▶ **PASSAGE FOR REVIEW**:
The moving party bears the burden of identifying matters that it believes demonstrate the absence of a genuine issue of material fact, see Celotex Corp. v. Catrett, 477 U.S. 317, 323 (1986), and all reasonable inferences are drawn in favor of the nonmoving party, see Scott v. Harris, 550 U.S. 372, 378 (2007); Matsushita Elec. Indus. Co. v. Zenith Radio Corp., 475 U.S. 574, 587-88 (1986). In deciding the motion, the court may rely on "any material that would be admissible or usable at a trial." Major League Baseball Properties, Inc. v. Salvino, Inc., 542 F.3d 290, 309 (2d Cir. 2008) (citation and quotation marks omitted); Rule 56(c)(2), Fed. R. Civ. P. However, "`[c]redibility determinations, the weighing of the evidence, and the drawing of legitimate inferences from the facts are jury functions, not those of a judge. . . ." Anderson, 447 U.S. at 225.

A court must exercise "an extra measure of caution" in determining whether to grant summary judgment against claims involving allegations of employment discrimination "because direct evidence of discriminatory intent is rare and such intent often must be inferred from circumstantial evidence." Schiano v. Quality Payroll Systems, Inc., 445 F.3d 597, 603 (2d Cir. 2006) (citation omitted). But, "a plaintiff must provide more than conclusory allegations to resist a motion for summary judgment." Holcolmb v. Iona College, 521 F.3d 130, 137 (2d Cir. 2008). "A party opposing summary judgment does not show the existence of a genuine issue of fact to be tried merely by making assertions that are conclusory or based on speculation." Major League Baseball Properties, 542 F.3d at 310 (internal citation omitted).

▶ **DATA UNDER STUDY**:

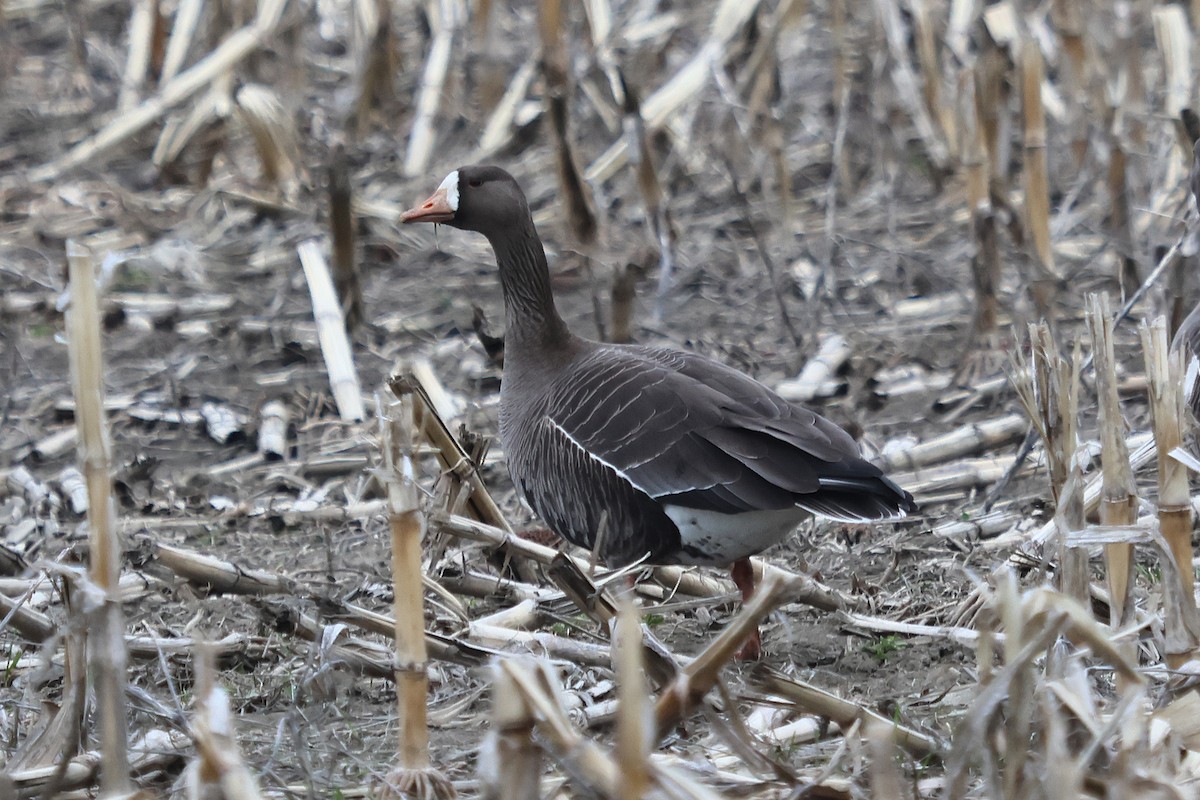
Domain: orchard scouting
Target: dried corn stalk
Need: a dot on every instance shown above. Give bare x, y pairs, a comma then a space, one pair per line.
107, 635
414, 775
1120, 501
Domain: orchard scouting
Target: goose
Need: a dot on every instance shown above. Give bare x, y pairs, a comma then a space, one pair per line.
646, 452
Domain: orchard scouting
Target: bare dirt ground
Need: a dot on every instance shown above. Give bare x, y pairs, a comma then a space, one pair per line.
205, 302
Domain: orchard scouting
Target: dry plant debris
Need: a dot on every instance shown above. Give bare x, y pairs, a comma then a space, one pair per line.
867, 205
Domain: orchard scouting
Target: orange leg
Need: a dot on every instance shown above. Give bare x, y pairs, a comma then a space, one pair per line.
743, 577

▶ **WHAT IS REQUIRED**:
Answer these questions from the passage on summary judgment standards.
1. According to the passage, which party bears the burden of identifying matters that demonstrate the absence of a genuine issue of material fact?
2. Why must a court use "an extra measure of caution" before granting summary judgment against employment discrimination claims?
3. What does the passage say a plaintiff must provide to resist a motion for summary judgment?

▶ **RESPONSE BELOW**:
1. The moving party.
2. Direct evidence of discriminatory intent is rare, and such intent often must be inferred from circumstantial evidence.
3. More than conclusory allegations.